▶ **The exercise**:
Rewrite the data, changing every "Print" to "Output" and leaving the rest as it is.

Items from a data source:
————————

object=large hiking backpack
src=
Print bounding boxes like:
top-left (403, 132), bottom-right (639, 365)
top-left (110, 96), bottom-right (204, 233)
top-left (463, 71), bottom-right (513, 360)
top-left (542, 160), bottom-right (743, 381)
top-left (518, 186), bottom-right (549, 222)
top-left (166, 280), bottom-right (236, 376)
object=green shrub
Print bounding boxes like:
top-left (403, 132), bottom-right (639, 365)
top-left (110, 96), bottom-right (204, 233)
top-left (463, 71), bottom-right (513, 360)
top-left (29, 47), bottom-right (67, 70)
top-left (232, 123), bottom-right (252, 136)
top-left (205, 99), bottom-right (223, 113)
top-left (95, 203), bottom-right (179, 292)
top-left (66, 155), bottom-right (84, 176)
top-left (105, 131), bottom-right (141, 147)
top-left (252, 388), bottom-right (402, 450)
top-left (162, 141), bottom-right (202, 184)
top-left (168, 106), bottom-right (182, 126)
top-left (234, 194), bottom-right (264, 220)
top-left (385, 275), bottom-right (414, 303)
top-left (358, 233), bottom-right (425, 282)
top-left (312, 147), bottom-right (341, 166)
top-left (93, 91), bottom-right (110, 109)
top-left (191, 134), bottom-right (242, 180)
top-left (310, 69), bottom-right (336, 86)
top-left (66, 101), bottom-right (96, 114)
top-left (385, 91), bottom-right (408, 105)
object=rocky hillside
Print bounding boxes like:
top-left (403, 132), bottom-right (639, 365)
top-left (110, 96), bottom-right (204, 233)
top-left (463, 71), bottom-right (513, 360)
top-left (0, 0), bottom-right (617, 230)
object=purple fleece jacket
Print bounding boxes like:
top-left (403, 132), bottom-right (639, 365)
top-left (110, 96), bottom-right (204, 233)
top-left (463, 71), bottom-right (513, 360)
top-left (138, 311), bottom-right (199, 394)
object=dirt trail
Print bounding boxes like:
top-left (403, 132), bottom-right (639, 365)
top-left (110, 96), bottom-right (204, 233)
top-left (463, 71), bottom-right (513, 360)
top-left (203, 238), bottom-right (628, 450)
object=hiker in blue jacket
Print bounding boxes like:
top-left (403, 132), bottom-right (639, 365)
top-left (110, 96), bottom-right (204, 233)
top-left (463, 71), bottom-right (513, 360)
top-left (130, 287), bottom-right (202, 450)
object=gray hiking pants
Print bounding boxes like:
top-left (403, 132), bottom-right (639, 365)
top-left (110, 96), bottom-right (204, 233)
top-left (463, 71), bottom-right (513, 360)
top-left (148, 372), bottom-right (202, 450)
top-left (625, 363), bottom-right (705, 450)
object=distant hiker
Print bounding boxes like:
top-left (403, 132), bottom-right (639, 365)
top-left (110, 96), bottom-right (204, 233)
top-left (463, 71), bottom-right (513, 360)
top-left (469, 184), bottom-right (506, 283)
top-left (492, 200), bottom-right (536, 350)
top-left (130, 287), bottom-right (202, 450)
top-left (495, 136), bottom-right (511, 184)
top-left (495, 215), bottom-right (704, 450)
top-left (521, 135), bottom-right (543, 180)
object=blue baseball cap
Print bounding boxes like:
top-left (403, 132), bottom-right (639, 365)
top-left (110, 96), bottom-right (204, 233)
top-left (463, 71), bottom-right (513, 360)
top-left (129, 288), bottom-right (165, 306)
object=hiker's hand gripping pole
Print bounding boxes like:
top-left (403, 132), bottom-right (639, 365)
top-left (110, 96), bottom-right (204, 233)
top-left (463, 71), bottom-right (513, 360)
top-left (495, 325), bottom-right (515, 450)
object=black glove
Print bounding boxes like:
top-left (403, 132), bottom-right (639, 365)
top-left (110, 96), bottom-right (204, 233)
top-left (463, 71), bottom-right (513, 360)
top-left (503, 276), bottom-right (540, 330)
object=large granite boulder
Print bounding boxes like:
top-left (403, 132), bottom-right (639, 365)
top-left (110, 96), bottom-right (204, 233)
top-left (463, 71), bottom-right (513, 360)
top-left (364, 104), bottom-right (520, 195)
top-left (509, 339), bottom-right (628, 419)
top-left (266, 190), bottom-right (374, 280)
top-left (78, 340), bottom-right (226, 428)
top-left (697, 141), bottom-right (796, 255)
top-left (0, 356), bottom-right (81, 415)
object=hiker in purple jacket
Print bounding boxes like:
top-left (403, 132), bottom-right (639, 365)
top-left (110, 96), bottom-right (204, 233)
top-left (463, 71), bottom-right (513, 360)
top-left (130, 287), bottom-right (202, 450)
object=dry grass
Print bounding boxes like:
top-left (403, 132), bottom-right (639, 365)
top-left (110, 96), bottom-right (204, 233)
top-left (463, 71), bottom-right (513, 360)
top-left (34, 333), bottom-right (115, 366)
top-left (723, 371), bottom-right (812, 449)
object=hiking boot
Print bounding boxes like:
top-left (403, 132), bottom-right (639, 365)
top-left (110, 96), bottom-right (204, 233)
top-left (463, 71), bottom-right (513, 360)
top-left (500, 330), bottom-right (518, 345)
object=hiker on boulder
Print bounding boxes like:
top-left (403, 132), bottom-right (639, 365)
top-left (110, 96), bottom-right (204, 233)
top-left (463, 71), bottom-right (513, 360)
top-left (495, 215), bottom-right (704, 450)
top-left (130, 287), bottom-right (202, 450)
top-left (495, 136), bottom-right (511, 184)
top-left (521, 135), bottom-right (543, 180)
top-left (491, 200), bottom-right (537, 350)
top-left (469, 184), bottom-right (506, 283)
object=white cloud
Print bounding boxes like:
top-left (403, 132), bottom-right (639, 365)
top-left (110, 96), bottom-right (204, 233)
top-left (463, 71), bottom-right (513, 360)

————————

▶ **Exercise solution**:
object=large hiking backpack
src=
Output bounding boxes like:
top-left (403, 132), bottom-right (639, 365)
top-left (110, 96), bottom-right (204, 233)
top-left (463, 71), bottom-right (513, 360)
top-left (542, 160), bottom-right (743, 381)
top-left (518, 186), bottom-right (549, 222)
top-left (166, 280), bottom-right (236, 376)
object=green shrub
Output bounding boxes like:
top-left (403, 132), bottom-right (639, 365)
top-left (110, 96), bottom-right (204, 233)
top-left (463, 71), bottom-right (513, 360)
top-left (29, 47), bottom-right (67, 70)
top-left (232, 123), bottom-right (252, 136)
top-left (205, 99), bottom-right (223, 113)
top-left (95, 203), bottom-right (179, 292)
top-left (66, 155), bottom-right (84, 176)
top-left (105, 131), bottom-right (141, 147)
top-left (252, 388), bottom-right (402, 450)
top-left (162, 141), bottom-right (202, 184)
top-left (168, 106), bottom-right (182, 126)
top-left (234, 194), bottom-right (264, 220)
top-left (385, 275), bottom-right (414, 303)
top-left (358, 233), bottom-right (425, 282)
top-left (312, 147), bottom-right (341, 166)
top-left (93, 91), bottom-right (110, 109)
top-left (191, 134), bottom-right (242, 180)
top-left (310, 69), bottom-right (336, 86)
top-left (66, 101), bottom-right (96, 114)
top-left (385, 91), bottom-right (408, 105)
object=rocky hillside
Output bounding boxes like:
top-left (403, 132), bottom-right (639, 365)
top-left (110, 96), bottom-right (204, 233)
top-left (463, 71), bottom-right (513, 360)
top-left (0, 0), bottom-right (617, 230)
object=purple fleece jacket
Output bounding boxes like:
top-left (403, 132), bottom-right (639, 365)
top-left (110, 96), bottom-right (204, 233)
top-left (463, 71), bottom-right (513, 360)
top-left (138, 311), bottom-right (199, 394)
object=dirt trail
Output bounding boxes like:
top-left (403, 132), bottom-right (639, 365)
top-left (110, 96), bottom-right (204, 233)
top-left (463, 71), bottom-right (513, 360)
top-left (203, 238), bottom-right (628, 450)
object=hiker in blue jacket
Output bounding boxes like:
top-left (403, 132), bottom-right (639, 365)
top-left (110, 96), bottom-right (204, 233)
top-left (463, 71), bottom-right (513, 360)
top-left (130, 287), bottom-right (202, 450)
object=gray hiking pants
Output bounding boxes like:
top-left (403, 132), bottom-right (639, 365)
top-left (110, 96), bottom-right (204, 233)
top-left (463, 71), bottom-right (513, 360)
top-left (148, 372), bottom-right (202, 450)
top-left (625, 363), bottom-right (705, 450)
object=distant hiker
Output bounding boxes like:
top-left (403, 132), bottom-right (639, 365)
top-left (110, 96), bottom-right (204, 233)
top-left (463, 71), bottom-right (513, 360)
top-left (469, 184), bottom-right (506, 283)
top-left (492, 200), bottom-right (536, 350)
top-left (130, 287), bottom-right (202, 450)
top-left (495, 136), bottom-right (511, 184)
top-left (495, 215), bottom-right (704, 450)
top-left (521, 135), bottom-right (543, 180)
object=blue baseball cap
Output bounding boxes like:
top-left (403, 132), bottom-right (639, 365)
top-left (110, 96), bottom-right (204, 233)
top-left (463, 71), bottom-right (513, 360)
top-left (129, 288), bottom-right (165, 306)
object=hiker's hand gripping pole
Output bounding boxes like:
top-left (403, 132), bottom-right (639, 365)
top-left (110, 96), bottom-right (204, 233)
top-left (463, 71), bottom-right (513, 360)
top-left (495, 325), bottom-right (515, 450)
object=black glove
Output bounding boxes like:
top-left (403, 132), bottom-right (639, 365)
top-left (110, 96), bottom-right (204, 233)
top-left (463, 71), bottom-right (513, 360)
top-left (503, 276), bottom-right (540, 330)
object=large granite boulder
Output bounding boxes like:
top-left (403, 132), bottom-right (639, 365)
top-left (110, 96), bottom-right (204, 233)
top-left (463, 71), bottom-right (513, 360)
top-left (364, 104), bottom-right (520, 195)
top-left (509, 339), bottom-right (628, 419)
top-left (266, 190), bottom-right (374, 280)
top-left (78, 340), bottom-right (226, 428)
top-left (697, 141), bottom-right (796, 255)
top-left (0, 356), bottom-right (81, 415)
object=hiker in purple jacket
Output bounding boxes like:
top-left (403, 132), bottom-right (639, 365)
top-left (110, 96), bottom-right (204, 233)
top-left (463, 71), bottom-right (513, 360)
top-left (130, 287), bottom-right (202, 450)
object=dry grass
Output bounding boxes like:
top-left (403, 132), bottom-right (639, 365)
top-left (110, 96), bottom-right (204, 233)
top-left (463, 71), bottom-right (513, 360)
top-left (34, 333), bottom-right (115, 366)
top-left (723, 371), bottom-right (812, 449)
object=hiking boot
Output bounding boxes like:
top-left (403, 132), bottom-right (639, 365)
top-left (110, 96), bottom-right (204, 233)
top-left (463, 71), bottom-right (513, 360)
top-left (500, 330), bottom-right (518, 345)
object=hiker on boulder
Output bounding boxes like:
top-left (403, 132), bottom-right (639, 365)
top-left (110, 96), bottom-right (204, 233)
top-left (463, 71), bottom-right (513, 360)
top-left (495, 215), bottom-right (704, 450)
top-left (130, 287), bottom-right (202, 450)
top-left (495, 136), bottom-right (511, 184)
top-left (521, 135), bottom-right (543, 180)
top-left (491, 200), bottom-right (537, 350)
top-left (469, 184), bottom-right (506, 283)
object=white cloud
Output bounding boxes like:
top-left (403, 132), bottom-right (639, 365)
top-left (110, 96), bottom-right (204, 233)
top-left (463, 71), bottom-right (513, 360)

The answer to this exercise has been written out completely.